**Written instruction**
Restate the records in their entirety, word for word.

**Data for this exercise**
----

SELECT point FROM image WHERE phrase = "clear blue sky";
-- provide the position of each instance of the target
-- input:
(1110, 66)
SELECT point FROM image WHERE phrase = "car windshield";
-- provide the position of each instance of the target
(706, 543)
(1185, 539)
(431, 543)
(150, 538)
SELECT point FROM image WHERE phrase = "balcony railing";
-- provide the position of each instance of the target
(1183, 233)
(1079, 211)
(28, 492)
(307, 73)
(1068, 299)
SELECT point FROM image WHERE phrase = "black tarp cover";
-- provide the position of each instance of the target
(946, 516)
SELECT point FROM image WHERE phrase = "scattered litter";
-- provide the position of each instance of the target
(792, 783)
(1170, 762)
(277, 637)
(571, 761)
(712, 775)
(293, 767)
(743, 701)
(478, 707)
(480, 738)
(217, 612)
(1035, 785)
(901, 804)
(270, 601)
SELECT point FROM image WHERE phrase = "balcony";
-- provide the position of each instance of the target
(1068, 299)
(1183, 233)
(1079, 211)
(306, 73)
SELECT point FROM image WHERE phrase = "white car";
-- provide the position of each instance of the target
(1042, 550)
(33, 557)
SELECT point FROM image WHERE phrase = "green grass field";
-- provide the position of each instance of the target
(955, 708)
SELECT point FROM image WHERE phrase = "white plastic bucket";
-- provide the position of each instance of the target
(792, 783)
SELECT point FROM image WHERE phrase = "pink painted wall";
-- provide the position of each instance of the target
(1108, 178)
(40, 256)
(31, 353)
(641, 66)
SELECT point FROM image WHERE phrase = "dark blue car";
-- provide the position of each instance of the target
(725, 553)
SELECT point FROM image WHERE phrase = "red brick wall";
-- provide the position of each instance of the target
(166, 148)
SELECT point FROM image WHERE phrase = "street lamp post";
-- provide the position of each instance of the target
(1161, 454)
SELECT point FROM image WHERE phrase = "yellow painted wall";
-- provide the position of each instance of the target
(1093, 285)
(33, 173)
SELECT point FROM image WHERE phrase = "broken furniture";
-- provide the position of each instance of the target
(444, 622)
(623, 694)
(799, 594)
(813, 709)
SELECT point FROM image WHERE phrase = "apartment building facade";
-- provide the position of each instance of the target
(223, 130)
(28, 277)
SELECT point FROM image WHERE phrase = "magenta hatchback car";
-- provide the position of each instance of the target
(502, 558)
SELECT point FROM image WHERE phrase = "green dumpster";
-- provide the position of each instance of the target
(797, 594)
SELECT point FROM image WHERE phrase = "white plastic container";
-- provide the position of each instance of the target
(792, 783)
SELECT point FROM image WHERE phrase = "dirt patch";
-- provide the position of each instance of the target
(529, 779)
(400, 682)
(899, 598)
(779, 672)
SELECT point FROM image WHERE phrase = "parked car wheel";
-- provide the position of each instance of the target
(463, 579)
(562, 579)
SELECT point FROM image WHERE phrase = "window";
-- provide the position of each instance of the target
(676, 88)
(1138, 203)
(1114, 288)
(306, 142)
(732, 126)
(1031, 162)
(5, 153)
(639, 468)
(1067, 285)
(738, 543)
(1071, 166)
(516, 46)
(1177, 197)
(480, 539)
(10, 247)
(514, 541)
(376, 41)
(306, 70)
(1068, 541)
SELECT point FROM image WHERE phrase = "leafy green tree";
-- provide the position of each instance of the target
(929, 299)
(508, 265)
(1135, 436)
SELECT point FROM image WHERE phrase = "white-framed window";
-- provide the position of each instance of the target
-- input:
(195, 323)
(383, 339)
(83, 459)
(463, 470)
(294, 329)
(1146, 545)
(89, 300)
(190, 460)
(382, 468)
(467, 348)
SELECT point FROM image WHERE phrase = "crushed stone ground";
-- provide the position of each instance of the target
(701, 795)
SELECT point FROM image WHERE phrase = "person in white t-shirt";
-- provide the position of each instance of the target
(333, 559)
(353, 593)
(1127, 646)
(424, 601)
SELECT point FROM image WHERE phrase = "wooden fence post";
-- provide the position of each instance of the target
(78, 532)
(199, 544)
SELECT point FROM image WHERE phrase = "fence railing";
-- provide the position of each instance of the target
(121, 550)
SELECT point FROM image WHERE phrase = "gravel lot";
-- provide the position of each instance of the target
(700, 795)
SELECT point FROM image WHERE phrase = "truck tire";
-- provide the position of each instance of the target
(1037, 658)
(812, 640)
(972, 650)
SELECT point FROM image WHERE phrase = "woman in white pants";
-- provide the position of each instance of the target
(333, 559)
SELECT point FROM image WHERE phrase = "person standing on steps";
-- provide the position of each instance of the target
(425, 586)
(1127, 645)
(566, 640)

----

**Solved problem**
SELECT point FROM image WHERE phrase = "clear blue sky";
-- provide the position of each instance of the target
-- input:
(1110, 66)
SELECT point FROM image WHERE phrase = "car windshield";
-- provide the position of each instance of the target
(706, 543)
(1185, 539)
(431, 543)
(150, 538)
SELECT point FROM image WHERE phrase = "balcony railing";
-- provide the position of each instance of the target
(1183, 233)
(1079, 211)
(28, 492)
(307, 73)
(1068, 299)
SELECT point FROM image WHERE phrase = "black tarp cover";
-- provide the position of each instance of the target
(946, 516)
SELECT point FROM image WHERE phrase = "scattered litter";
-- provide the position of each instance of the target
(792, 783)
(1170, 762)
(277, 637)
(571, 761)
(712, 775)
(293, 767)
(743, 701)
(478, 707)
(480, 738)
(217, 612)
(1035, 785)
(901, 804)
(270, 601)
SELECT point FROM image WHERE phrase = "balcony";
-- provide the position of each instance of the target
(1068, 299)
(1183, 233)
(1079, 211)
(306, 73)
SELECT point FROM image WHERE phrase = "white car";
-- provide the position of each instance of the target
(1042, 550)
(33, 557)
SELECT point FROM image WHERE phrase = "green grass field";
-- provide the position of each instance of the target
(955, 708)
SELECT point FROM image WHERE phrase = "white plastic bucket";
-- provide the position of each instance of the target
(792, 783)
SELECT point FROM image WHERE phrase = "pink painted wall";
-- provide the position of each instance of the target
(1108, 178)
(40, 256)
(31, 353)
(641, 66)
SELECT point FROM image WHERE phrase = "dark blue car";
-- provide the position of each instance of the target
(725, 553)
SELECT point FROM image WHERE phrase = "red brick wall";
-- provide the position of each instance of the target
(166, 148)
SELECT point FROM image WHERE phrase = "street lamp post";
-- provide the position of each instance of the target
(1161, 454)
SELECT point FROM image WHERE phrase = "yellow painted wall";
-- provide the position of each instance of the target
(1093, 285)
(33, 173)
SELECT point FROM image WHERE phrase = "broken furniture";
-- provide the position of each instance of the target
(444, 622)
(623, 694)
(799, 594)
(813, 709)
SELECT point FROM image WHERE phrase = "apartment building facade";
-- provide the position of each instance of the target
(223, 130)
(28, 277)
SELECT point FROM image WHERE phrase = "magenta hatchback car";
-- provide the position of each instance of the target
(502, 558)
SELECT point FROM image WHERE phrase = "green dumpster";
-- provide the position of each instance of the target
(797, 594)
SELECT point FROM image WHERE phrase = "white plastic container";
-- provide the position of each instance of the target
(792, 783)
SELECT point FROM image WHERE phrase = "dirt patch";
-- provide the position of each instance of the target
(529, 779)
(400, 682)
(899, 598)
(779, 672)
SELECT point FROM image WHERE phrase = "parked car wheel";
-- provide the position of each instance of the target
(463, 579)
(562, 579)
SELECT point FROM image WHERE phrase = "window";
-- provide the position of each instance of the target
(676, 88)
(1138, 203)
(1114, 288)
(306, 142)
(732, 126)
(1031, 162)
(5, 153)
(639, 468)
(1067, 285)
(738, 543)
(1071, 166)
(516, 46)
(1177, 197)
(480, 539)
(10, 247)
(514, 541)
(376, 41)
(306, 70)
(1068, 541)
SELECT point FROM image WHERE phrase = "leafy green tree";
-- provide the position of each instance of the target
(929, 299)
(508, 265)
(1135, 436)
SELECT point FROM image WHERE phrase = "white-framed window";
-- provide the position of each instance of the target
-- input:
(195, 323)
(383, 339)
(83, 459)
(463, 470)
(294, 329)
(1146, 545)
(89, 300)
(190, 460)
(382, 468)
(467, 348)
SELECT point FROM image WHERE phrase = "crushed stone ground";
-- provide the position of each instance of the target
(701, 795)
SELECT point FROM image WHERE phrase = "person in white t-shirt";
-- provide the position of each instance of the target
(333, 559)
(353, 593)
(1127, 646)
(424, 601)
SELECT point FROM image WHERE phrase = "wooden fence post";
-- provide the position of each instance of the target
(78, 532)
(199, 544)
SELECT point FROM image WHERE phrase = "fence railing";
-- provide the position of each instance of the target
(121, 550)
SELECT point FROM image WHERE phrase = "gravel lot";
-- provide the position of each instance of the target
(700, 795)
SELECT point FROM image WHERE phrase = "truck tire";
-- provide the position of each instance of the target
(1037, 658)
(812, 640)
(972, 650)
SELECT point FROM image WHERE phrase = "woman in white pants";
-- provide the position of each instance of the target
(333, 559)
SELECT point FROM image WHERE phrase = "person standing on steps";
-- provide the position of each instance of the target
(425, 586)
(1127, 645)
(566, 640)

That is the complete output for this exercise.